AIM >> Can you retype only the lines from the one with "Objective — one point per instance of the green" through the final line of the material, exactly as given?

┌─ EXCERPTED RECORDS

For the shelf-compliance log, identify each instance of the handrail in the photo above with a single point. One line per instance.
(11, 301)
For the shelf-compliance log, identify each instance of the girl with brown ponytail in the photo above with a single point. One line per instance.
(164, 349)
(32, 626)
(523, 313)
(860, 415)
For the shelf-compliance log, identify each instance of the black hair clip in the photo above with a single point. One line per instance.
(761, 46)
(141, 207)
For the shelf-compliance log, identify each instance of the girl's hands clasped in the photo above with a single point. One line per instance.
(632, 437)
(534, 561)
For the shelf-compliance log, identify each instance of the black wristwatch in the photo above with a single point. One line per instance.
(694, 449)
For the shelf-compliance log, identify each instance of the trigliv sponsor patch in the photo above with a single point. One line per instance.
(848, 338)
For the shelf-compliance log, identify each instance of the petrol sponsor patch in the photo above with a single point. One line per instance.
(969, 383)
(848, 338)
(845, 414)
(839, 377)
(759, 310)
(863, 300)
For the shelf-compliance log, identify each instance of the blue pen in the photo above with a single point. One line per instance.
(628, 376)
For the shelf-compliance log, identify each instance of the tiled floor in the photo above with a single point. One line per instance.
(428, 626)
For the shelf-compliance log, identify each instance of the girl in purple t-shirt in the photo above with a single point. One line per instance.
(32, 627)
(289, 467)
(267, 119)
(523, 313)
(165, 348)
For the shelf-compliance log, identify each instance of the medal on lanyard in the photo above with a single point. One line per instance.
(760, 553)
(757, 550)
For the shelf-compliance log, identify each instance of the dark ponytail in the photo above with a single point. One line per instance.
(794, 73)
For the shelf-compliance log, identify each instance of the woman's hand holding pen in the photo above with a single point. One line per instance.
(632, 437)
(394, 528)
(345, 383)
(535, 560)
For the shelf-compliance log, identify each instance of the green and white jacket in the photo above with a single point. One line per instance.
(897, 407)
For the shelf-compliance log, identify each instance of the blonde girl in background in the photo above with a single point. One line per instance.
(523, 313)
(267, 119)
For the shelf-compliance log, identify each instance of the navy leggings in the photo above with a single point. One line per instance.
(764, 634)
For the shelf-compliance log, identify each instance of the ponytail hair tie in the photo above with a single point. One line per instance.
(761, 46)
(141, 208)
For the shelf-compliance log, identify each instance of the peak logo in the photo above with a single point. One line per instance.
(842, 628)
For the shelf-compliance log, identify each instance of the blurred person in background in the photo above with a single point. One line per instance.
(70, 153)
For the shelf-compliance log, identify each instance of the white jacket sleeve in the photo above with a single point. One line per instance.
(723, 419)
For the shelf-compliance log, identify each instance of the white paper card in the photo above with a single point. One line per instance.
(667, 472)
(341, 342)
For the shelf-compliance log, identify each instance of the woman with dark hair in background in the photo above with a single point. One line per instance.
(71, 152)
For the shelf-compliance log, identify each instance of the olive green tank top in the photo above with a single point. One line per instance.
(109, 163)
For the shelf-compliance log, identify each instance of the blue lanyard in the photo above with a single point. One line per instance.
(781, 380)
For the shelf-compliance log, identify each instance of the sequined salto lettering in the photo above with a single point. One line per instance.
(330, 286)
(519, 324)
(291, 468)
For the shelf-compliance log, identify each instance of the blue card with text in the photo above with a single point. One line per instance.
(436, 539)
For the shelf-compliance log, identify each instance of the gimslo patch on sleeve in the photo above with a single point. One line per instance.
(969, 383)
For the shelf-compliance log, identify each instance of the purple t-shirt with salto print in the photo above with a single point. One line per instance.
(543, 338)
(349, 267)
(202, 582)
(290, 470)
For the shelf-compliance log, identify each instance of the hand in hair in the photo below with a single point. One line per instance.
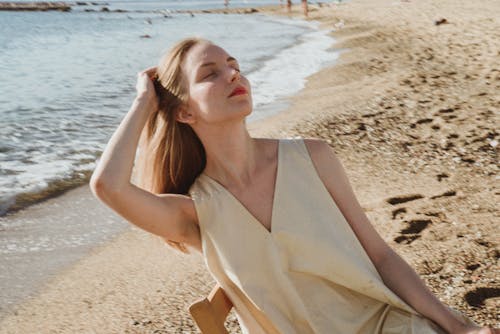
(145, 86)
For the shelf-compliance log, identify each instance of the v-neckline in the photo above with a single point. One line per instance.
(275, 194)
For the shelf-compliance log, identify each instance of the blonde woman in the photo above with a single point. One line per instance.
(275, 219)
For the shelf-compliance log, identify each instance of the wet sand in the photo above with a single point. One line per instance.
(411, 109)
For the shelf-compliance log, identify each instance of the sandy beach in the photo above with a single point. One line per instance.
(411, 108)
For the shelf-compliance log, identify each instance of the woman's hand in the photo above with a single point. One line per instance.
(145, 87)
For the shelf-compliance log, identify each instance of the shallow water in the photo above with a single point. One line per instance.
(68, 78)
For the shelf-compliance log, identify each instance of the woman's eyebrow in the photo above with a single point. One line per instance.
(212, 63)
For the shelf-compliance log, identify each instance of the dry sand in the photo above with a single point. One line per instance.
(411, 109)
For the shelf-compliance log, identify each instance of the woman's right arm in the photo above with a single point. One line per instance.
(170, 216)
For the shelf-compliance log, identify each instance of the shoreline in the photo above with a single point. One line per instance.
(424, 178)
(50, 205)
(58, 186)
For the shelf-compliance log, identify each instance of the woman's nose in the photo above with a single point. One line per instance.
(234, 74)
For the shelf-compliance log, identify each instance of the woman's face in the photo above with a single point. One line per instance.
(212, 77)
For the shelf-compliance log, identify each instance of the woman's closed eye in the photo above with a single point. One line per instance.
(214, 73)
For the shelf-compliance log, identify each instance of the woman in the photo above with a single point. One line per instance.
(258, 205)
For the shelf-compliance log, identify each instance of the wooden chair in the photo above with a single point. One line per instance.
(210, 313)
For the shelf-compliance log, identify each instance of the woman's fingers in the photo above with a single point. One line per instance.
(150, 71)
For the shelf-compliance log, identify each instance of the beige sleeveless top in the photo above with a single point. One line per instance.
(309, 274)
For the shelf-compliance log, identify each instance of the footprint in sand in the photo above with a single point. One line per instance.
(478, 296)
(403, 198)
(412, 232)
(445, 194)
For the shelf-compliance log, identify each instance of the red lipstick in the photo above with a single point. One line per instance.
(238, 91)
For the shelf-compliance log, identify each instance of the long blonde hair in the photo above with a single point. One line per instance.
(171, 155)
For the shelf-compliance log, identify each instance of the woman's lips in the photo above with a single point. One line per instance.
(238, 91)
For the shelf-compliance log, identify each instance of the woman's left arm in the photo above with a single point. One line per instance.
(405, 282)
(395, 272)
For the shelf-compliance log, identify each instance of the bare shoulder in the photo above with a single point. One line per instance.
(333, 175)
(321, 153)
(188, 218)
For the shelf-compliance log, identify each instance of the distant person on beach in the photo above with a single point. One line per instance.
(275, 219)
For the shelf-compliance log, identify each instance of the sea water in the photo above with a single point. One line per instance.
(66, 81)
(68, 78)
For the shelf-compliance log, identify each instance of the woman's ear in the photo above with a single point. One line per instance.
(183, 115)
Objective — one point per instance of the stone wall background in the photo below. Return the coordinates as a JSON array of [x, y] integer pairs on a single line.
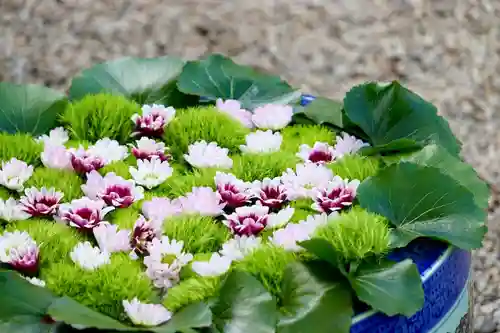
[[446, 50]]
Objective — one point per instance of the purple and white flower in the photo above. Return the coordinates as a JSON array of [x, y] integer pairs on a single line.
[[270, 192], [337, 195], [320, 153], [348, 144], [113, 189], [147, 149], [143, 314], [216, 266], [43, 202], [11, 210], [272, 116], [165, 261], [233, 191], [108, 150], [239, 247], [161, 208], [88, 257], [151, 173], [20, 251], [56, 157], [58, 137], [233, 108], [15, 173], [153, 120], [203, 201], [262, 142], [84, 162], [208, 155], [84, 214], [303, 182], [110, 239]]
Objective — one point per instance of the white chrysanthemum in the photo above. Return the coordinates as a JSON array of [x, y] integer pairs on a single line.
[[239, 247], [208, 155], [302, 182], [35, 281], [348, 144], [15, 173], [11, 210], [262, 142], [151, 173], [88, 257], [108, 150], [216, 266], [165, 260], [272, 116], [58, 136], [143, 314]]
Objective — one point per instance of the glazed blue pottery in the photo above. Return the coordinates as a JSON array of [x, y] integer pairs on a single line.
[[446, 277]]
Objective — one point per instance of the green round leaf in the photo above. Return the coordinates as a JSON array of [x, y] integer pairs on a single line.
[[314, 303], [244, 306], [390, 112], [392, 288], [219, 77], [144, 80], [423, 201], [29, 108]]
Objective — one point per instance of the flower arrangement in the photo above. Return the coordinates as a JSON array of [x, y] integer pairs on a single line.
[[167, 196]]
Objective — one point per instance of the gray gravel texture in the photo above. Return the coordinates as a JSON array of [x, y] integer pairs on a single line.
[[446, 50]]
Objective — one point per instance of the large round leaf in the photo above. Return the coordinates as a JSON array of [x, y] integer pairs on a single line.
[[219, 77], [141, 79], [29, 108]]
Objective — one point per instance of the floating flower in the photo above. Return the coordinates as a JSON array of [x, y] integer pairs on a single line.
[[161, 208], [11, 210], [272, 116], [143, 314], [216, 266], [110, 239], [113, 189], [149, 148], [58, 137], [233, 108], [153, 120], [84, 214], [108, 150], [270, 192], [165, 260], [43, 202], [88, 257], [142, 235], [14, 174], [262, 142], [348, 144], [239, 247], [250, 221], [233, 191], [203, 155], [84, 162], [20, 251], [320, 153], [337, 195], [303, 182], [151, 173], [56, 157], [35, 281], [203, 201]]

└─

SOLVED EXERCISE >>
Objective — one point per instance of the green round leaf in the photo above. Return the coordinates as a JSON array of [x, y] integer pairs on a single line.
[[314, 303], [244, 306], [390, 112], [392, 288], [219, 77], [144, 80], [423, 201], [29, 108]]
Objective — one point per instance of the flower arrangement in the photo above. Return the coordinates as a JSON array of [x, y] integer pairs on a single line.
[[167, 196]]
Objective — one point per instance of the gray gravel texture in the photo above. Return the coordinates as a JSON array of [x, y] integer pairs on a single line.
[[446, 50]]
Objective — one point per instance of the large round leaf in the photo above. Return the coordinates as a JSON array of [x, y] integer pairs on a single line.
[[219, 77], [141, 79], [29, 108]]
Objective — one point per instance of the floating flower in the photo above. Return the coordinates as a JSON array of [x, y] integer pairs on a single line.
[[161, 208], [11, 210], [272, 116], [143, 314], [216, 266], [110, 239], [113, 189], [149, 148], [58, 137], [233, 108], [153, 120], [84, 214], [108, 150], [270, 192], [165, 260], [43, 202], [88, 257], [142, 235], [14, 174], [262, 142], [348, 144], [239, 247], [250, 221], [233, 191], [203, 155], [84, 162], [20, 251], [320, 153], [337, 195], [303, 182], [151, 173], [56, 157], [35, 281], [203, 201]]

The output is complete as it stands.